***** RAW DATA *****

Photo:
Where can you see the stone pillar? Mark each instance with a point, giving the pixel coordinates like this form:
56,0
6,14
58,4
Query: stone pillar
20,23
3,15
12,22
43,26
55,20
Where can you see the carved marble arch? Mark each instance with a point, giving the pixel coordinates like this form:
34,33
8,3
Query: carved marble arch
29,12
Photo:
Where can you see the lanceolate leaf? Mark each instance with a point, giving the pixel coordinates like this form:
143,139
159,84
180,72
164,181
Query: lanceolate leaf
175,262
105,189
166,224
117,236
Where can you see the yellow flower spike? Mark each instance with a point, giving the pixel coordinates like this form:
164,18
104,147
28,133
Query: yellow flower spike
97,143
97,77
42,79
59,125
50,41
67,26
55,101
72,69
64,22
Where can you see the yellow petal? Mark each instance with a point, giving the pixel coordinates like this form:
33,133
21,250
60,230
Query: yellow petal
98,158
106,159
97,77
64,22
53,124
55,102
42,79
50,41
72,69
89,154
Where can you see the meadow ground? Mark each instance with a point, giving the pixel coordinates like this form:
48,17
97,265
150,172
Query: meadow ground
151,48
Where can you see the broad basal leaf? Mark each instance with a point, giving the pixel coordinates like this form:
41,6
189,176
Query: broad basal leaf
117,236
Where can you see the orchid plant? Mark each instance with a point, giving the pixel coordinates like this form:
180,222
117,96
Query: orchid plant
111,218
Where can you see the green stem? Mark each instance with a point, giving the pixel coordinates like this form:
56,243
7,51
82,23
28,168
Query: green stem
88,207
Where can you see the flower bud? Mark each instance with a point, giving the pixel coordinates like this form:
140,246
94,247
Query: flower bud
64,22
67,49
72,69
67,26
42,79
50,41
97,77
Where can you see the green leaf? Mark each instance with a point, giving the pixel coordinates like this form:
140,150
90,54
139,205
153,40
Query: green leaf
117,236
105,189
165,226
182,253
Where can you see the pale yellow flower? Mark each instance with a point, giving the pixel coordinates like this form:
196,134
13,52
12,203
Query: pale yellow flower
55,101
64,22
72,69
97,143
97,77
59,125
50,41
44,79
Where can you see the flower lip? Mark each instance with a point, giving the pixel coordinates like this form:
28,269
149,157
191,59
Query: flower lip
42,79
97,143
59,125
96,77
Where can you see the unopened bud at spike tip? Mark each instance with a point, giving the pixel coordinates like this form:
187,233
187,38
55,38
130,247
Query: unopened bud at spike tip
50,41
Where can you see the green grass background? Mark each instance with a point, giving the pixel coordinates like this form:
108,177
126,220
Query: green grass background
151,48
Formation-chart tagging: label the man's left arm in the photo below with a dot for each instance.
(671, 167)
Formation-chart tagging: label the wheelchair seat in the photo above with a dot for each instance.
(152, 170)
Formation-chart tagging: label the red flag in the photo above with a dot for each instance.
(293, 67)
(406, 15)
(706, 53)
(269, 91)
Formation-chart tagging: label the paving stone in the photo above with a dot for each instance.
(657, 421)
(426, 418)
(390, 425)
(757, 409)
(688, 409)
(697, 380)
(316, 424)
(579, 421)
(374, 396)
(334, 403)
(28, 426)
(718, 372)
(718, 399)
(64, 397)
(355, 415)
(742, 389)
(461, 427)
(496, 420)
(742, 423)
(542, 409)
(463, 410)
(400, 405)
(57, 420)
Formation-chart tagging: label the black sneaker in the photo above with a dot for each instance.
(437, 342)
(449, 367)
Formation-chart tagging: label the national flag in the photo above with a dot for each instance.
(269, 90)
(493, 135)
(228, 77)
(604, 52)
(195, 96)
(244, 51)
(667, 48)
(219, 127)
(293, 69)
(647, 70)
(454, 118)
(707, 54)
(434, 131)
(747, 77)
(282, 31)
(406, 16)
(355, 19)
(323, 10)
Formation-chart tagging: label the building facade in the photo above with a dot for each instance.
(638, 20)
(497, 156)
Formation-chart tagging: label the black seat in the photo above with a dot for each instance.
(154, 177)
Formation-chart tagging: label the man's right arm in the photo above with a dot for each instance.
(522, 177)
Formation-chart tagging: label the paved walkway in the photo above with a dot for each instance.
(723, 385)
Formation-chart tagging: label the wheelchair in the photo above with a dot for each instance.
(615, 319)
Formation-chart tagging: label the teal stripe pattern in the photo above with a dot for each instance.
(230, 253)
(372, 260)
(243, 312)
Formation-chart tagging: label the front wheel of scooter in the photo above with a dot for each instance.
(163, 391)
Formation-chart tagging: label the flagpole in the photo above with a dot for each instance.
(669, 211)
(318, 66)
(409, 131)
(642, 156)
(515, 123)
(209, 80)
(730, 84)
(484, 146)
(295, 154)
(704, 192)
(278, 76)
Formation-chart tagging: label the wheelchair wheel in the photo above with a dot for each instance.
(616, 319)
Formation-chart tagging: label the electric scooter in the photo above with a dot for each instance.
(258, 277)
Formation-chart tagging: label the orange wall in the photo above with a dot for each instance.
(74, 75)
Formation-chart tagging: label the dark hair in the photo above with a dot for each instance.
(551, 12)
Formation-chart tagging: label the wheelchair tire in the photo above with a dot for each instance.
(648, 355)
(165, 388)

*****

Copy every record above exactly as it is.

Photo:
Where can you see the stone pillar? Mark each instance with a point, giving the pixel coordinates like this form:
56,0
6,14
58,4
Query: stone pillar
20,23
3,15
12,22
43,26
55,20
Where can you see the carved marble arch? Mark each instance with a point, giving the pixel coordinates like this form:
34,33
8,3
Query: carved marble arch
29,12
Photo:
Where can you see the lanceolate leaf? Mark each instance with a point, giving the pixel coordinates like this form:
143,139
159,84
180,72
164,181
Query: lanceolate leaf
175,262
105,189
166,224
117,236
Where can you see the yellow flower spike? Mark each instance with a point, giving the pixel coordinates like this form:
164,18
104,147
28,133
Query: yellow flower spike
97,143
97,77
42,79
59,125
50,41
67,26
55,101
72,69
64,22
Where can you see the yellow petal? Mark each instance with a point, giving the pixel coordinates like this form:
33,133
21,250
60,230
Query: yellow petal
98,158
106,159
97,77
64,22
53,124
55,102
42,79
50,41
72,69
89,154
Where can you see the meadow ground? Mark each instance with a point, giving the pixel coordinates like this form:
48,17
97,265
150,172
Query: meadow ground
151,48
Where can you see the broad basal leaf? Mark each instance with a point, giving the pixel coordinates like this form:
41,6
189,176
Query: broad basal leaf
117,236
Where can you see the orchid plant? Mark each instance with a point, giving the pixel coordinates like this form:
180,222
117,96
Query: orchid plant
111,218
Where can you see the green stem? Mark each instance with a point, giving the pixel coordinates like this form:
56,243
7,51
82,23
28,168
Query: green stem
88,207
Where can you see the flower bud? Mark each instance with a point, giving the pixel coordinates like this form:
140,246
94,247
Query: flower bud
64,22
67,49
72,69
67,26
42,79
50,41
97,77
Where can you see the green leaf? Mark each instance with a point, giving the pixel coordinates like this form:
140,150
90,54
139,205
153,40
Query: green leaf
117,236
105,189
165,226
182,253
Where can you see the pale yellow flower? Mark each instance with a point, giving the pixel coordinates like this form:
196,134
13,52
12,203
Query: pale yellow flower
55,101
64,22
72,69
97,143
97,77
59,125
50,41
44,79
Where can you see the flower lip? Mark each instance with a point, giving the pixel coordinates like this form:
28,269
149,157
191,59
Query: flower lip
42,79
97,143
59,125
96,77
Where can you see the unopened bud at spike tip? Mark each instance with a point, giving the pixel coordinates like this form:
187,233
187,38
55,38
130,247
Query: unopened bud at spike tip
50,41
Where can you see the green grass background? Mark each instance with a point, giving the pixel coordinates like this form:
108,177
126,220
Query: green grass background
151,48
Formation-chart tagging: label the man's left arm in the photo below with a dot for each instance.
(671, 167)
Formation-chart tagging: label the wheelchair seat in the photo above with a dot for each instance.
(152, 170)
Formation-chart tagging: label the red flag in the photo above with a dot for each instance.
(293, 67)
(406, 15)
(706, 53)
(269, 91)
Formation-chart tagging: label the paving stone in the photo above with a dot for each instance.
(657, 421)
(426, 418)
(390, 425)
(757, 409)
(688, 409)
(697, 380)
(316, 424)
(579, 421)
(374, 396)
(334, 403)
(28, 426)
(718, 372)
(718, 399)
(64, 397)
(355, 415)
(742, 389)
(461, 427)
(496, 420)
(742, 423)
(542, 409)
(463, 410)
(400, 405)
(57, 420)
Formation-chart tagging: label the black sneaker in the photo above with a dot for each instance.
(437, 342)
(449, 367)
Formation-chart tagging: label the national flag in the photo above with a dot for each instance.
(269, 90)
(493, 135)
(228, 77)
(604, 52)
(195, 96)
(244, 51)
(667, 48)
(219, 127)
(293, 69)
(647, 70)
(454, 118)
(707, 54)
(434, 131)
(747, 77)
(282, 31)
(406, 16)
(355, 19)
(323, 10)
Formation-chart tagging: label the building facade in the photo above with a dot for each instance.
(638, 20)
(497, 156)
Formation-chart tagging: label the black seat in the photo above with a dot for each instance.
(154, 177)
Formation-chart tagging: label the man's right arm in the photo above with a dot for each instance.
(522, 177)
Formation-chart tagging: label the paved walkway in the photo above with a dot for each instance.
(723, 385)
Formation-chart tagging: label the wheelchair in the photo above with a dot for each instance.
(615, 319)
Formation-chart tagging: label the teal stripe pattern in the photo above with a dot for each instance.
(230, 253)
(372, 260)
(243, 312)
Formation-chart tagging: label the front wheel of scooter in the photo above with a dot for each instance.
(163, 391)
Formation-chart tagging: label the flagpole in the photo above with a dot for each instance.
(669, 211)
(318, 66)
(409, 131)
(642, 156)
(515, 123)
(209, 80)
(730, 84)
(484, 146)
(295, 154)
(704, 192)
(278, 76)
Formation-chart tagging: label the wheelchair wheel in the photo above with a dot for each instance.
(616, 319)
Formation-chart tagging: label the electric scooter in the photo above with a dot for each instance.
(258, 277)
Formation-chart tagging: label the orange wall in the photo above with a dot for each instance.
(74, 75)
Formation-chart tagging: label the dark hair in the photo above with a dot for each instance.
(551, 12)
Formation-chart tagging: label the wheelchair tire in the photo above with a dot for each instance.
(648, 355)
(165, 388)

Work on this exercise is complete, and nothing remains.